### Source extract
----
2

I'm trying to parse CSV files in Rails, which works great except for anything saved in Excel (testing with Version 16.26) for both Windows and Mac (CSVs saved in Numbers & Google sheets work fine). Any character with an accent produces "Encoding::UndefinedConversionError: "\xEF" from ASCII-8BIT to UTF-8".

Excel claims it saves in UTF-8.

I want accented characters to not throw errors when I upload CSVs saved in Excel.

Things I've tried:

  1. setting the read encoding to bom|utf-8 (as per the BOM link), utf-8, iso-8859-1, utf-16, windows-1252, ascii-8bit (and cycling through each of these in an array incase one fails then dropping it out of the array)
----
### Things to do
- A) Summarize the CSV encoding post in two sentences.
- B) Reproduce the part of the CSV encoding post that opens with the words containing "1. setting the" and closes with "of the array)".

### Dataset content
----
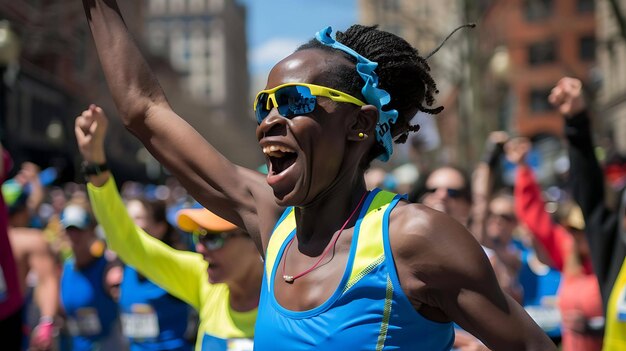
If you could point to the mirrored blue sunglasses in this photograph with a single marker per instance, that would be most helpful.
(295, 99)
----
### Results of the exercise
- A) CSV parsing in Rails works except for files saved in Excel, where any accented character raises an Encoding::UndefinedConversionError from ASCII-8BIT to UTF-8, even though Excel claims to save in UTF-8. The poster wants accented characters in such uploads not to throw errors and has tried setting the read encoding to bom|utf-8, utf-8, iso-8859-1, utf-16, windows-1252 and ascii-8bit.

- B)
1. setting the read encoding to bom|utf-8 (as per the BOM link), utf-8, iso-8859-1, utf-16, windows-1252, ascii-8bit (and cycling through each of these in an array incase one fails then dropping it out of the array)